▸ What to produce
Please write out the tensor timing question below word for word, from "Why does unpack_time" to "self.shape[0], size=(self.shape[0],), dtype=torch.int64)".

▸ Page text
[start]

Question about tensor assign time

Why does unpack_time in the code snippet below take so long?

import time
import torch


class MyDataloader:
    def __init__(self, shape):
        self.shape = shape
        self.tensor = torch.randn(shape, dtype=torch.float32)
        self.idx = 0
        self.num = 5
        self.batch_idxs = torch.randint(0, self.shape[0], size=(self.shape[0],), dtype=torch.int64)
        # self.batch_idxs = torch.arange(self.shape[0], dtype=torch.int64)
        self.results = []

    def __iter__(self):
        return self

    def __next__(self):
        if self.idx < self.num:
            self.idx += 1
            result = [self.tensor[self.batch_idxs[i * 10000:(i + 1) * 10000]] for i in
                      range(5)] 
            # self.results.append(result) # if we keep the reference of result, the used time will decrease a lot
            return result
        else:
            raise StopIteration


if __name__ == "__main__":
    # torch.set_num_threads(1)
    process_start_time = time.time()
    my_dataloader = MyDataloader((100000, 10000))

[end]

▸ Provided records
[start]

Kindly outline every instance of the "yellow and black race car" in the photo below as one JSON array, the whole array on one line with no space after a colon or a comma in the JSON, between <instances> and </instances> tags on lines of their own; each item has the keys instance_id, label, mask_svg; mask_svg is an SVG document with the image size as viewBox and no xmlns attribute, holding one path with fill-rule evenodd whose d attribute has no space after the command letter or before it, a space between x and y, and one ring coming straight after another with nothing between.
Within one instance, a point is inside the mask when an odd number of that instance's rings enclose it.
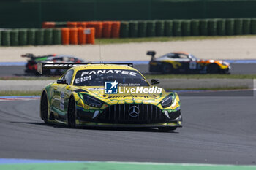
<instances>
[{"instance_id":1,"label":"yellow and black race car","mask_svg":"<svg viewBox=\"0 0 256 170\"><path fill-rule=\"evenodd\" d=\"M40 117L46 123L80 126L181 127L177 93L154 86L130 63L38 63L69 69L42 92Z\"/></svg>"},{"instance_id":2,"label":"yellow and black race car","mask_svg":"<svg viewBox=\"0 0 256 170\"><path fill-rule=\"evenodd\" d=\"M223 61L200 60L193 55L184 52L174 52L156 58L156 52L148 51L151 56L149 72L162 74L225 74L229 73L230 64Z\"/></svg>"}]
</instances>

[end]

▸ Solution to this problem
Why does unpack_time in the code snippet below take so long?

import time
import torch


class MyDataloader:
    def __init__(self, shape):
        self.shape = shape
        self.tensor = torch.randn(shape, dtype=torch.float32)
        self.idx = 0
        self.num = 5
        self.batch_idxs = torch.randint(0, self.shape[0], size=(self.shape[0],), dtype=torch.int64)